→ **DOCUMENT PASSAGE**:
****
Review – Cook, “Charcoal”

Garrett Cook, “Charcoal” (2021) – I got this book as a special preorder from Clash Books, which puts the “lit” back in literary, as they say! It’ll be out for the rest of you hoi polloi next year. I knew to order it because I’ve been following Garrett Cook’s career since our days at the dear departed Marlboro College. Lit and Garrett promised a literary horror experience, and delivered.

We begin in the scariest place of all- art school! Shannon Rodriguez is a student MassArt who has talent and drive but also substantial self-doubt. This is made worse by the fact she’s a Dominicana in a largely white male dominated space and someone with a lot of childhood trauma. Professors skeeve on her, “that guy” that’s in every class doesn’t take her seriously. Art is hard.

What for it but to become part of a Faustian lineage? Thomas Kemp, a nihilistic artist in Victorian London dedicates himself to wickedness and sadism, making art out of other’s pain, eventually going so far as to inflict as much as he can himself in order to depict it. He has his ashes, when he dies, made into drawing charcoals. A skeevy professor suggests Shannon use them (for a consideration, of course) to really bring out the artist in her. She does, and it does, but it threatens to bring her down. Kemp himself was part of a chain of artists sponsored by a shadowy supernatural force, one interested in pushing art and evil to its extremes. The opportunities and costs are high, as is usually the deal with your Faust situations.
****
→ **DIRECTIONS FOR THIS TASK**: Please reproduce the part of the book review starting with "We begin in" and going on through "Art is hard.". Work only from the book review above.

→ **PROVIDED MATERIAL**:
****
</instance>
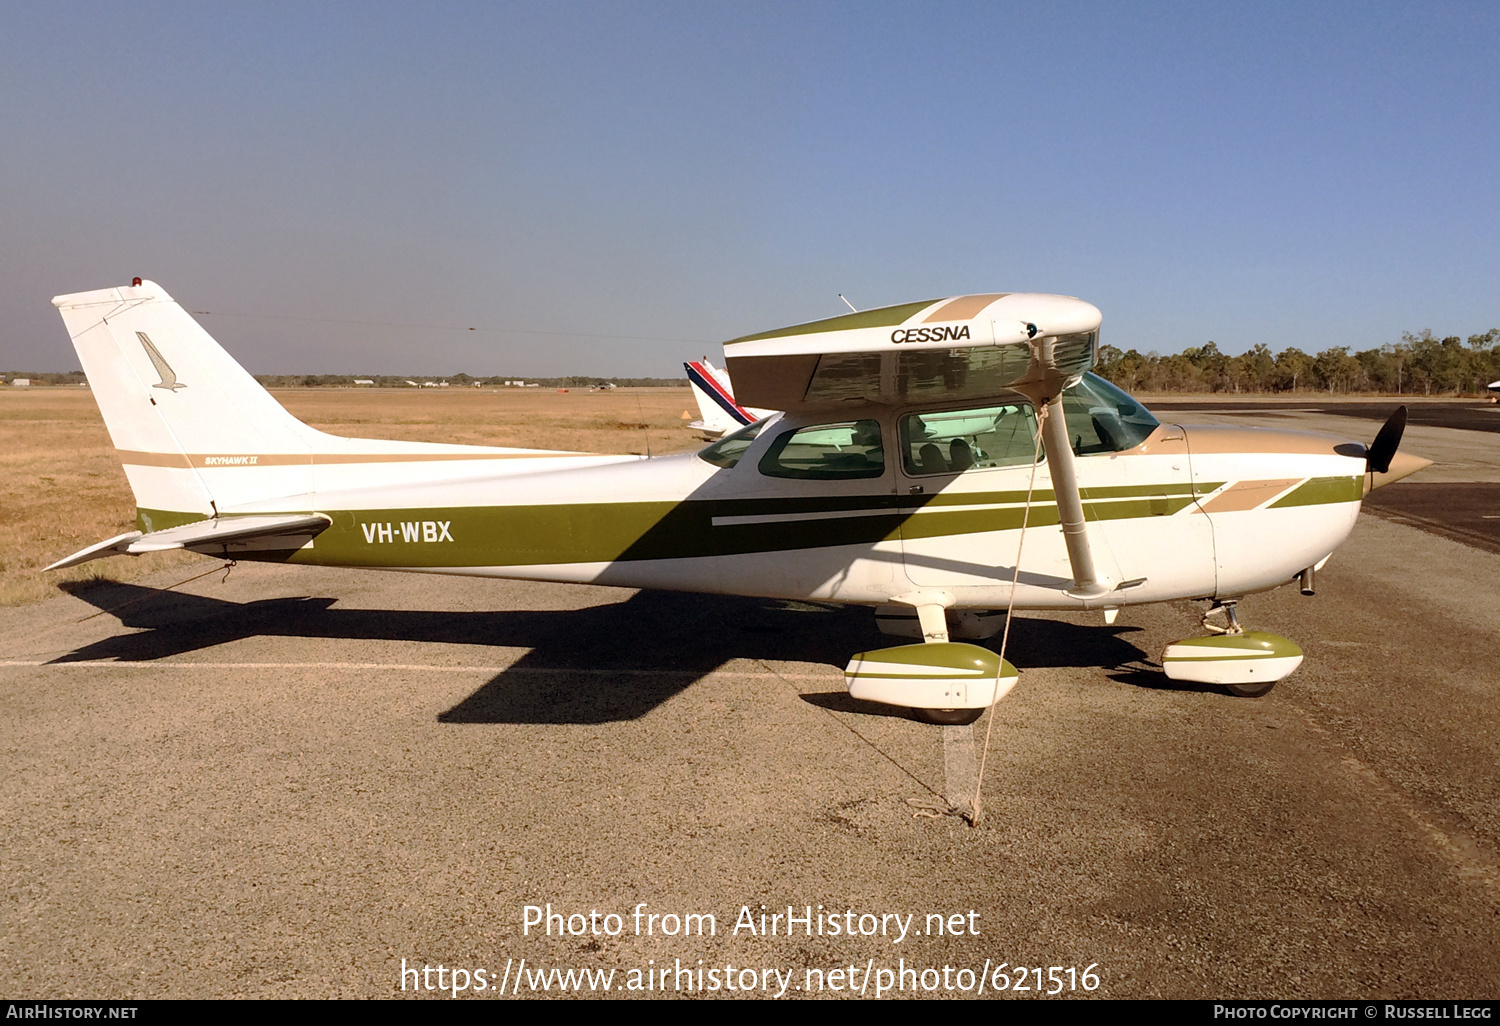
****
→ **ANSWER TO THIS TASK**:
We begin in the scariest place of all- art school! Shannon Rodriguez is a student MassArt who has talent and drive but also substantial self-doubt. This is made worse by the fact she’s a Dominicana in a largely white male dominated space and someone with a lot of childhood trauma. Professors skeeve on her, “that guy” that’s in every class doesn’t take her seriously. Art is hard.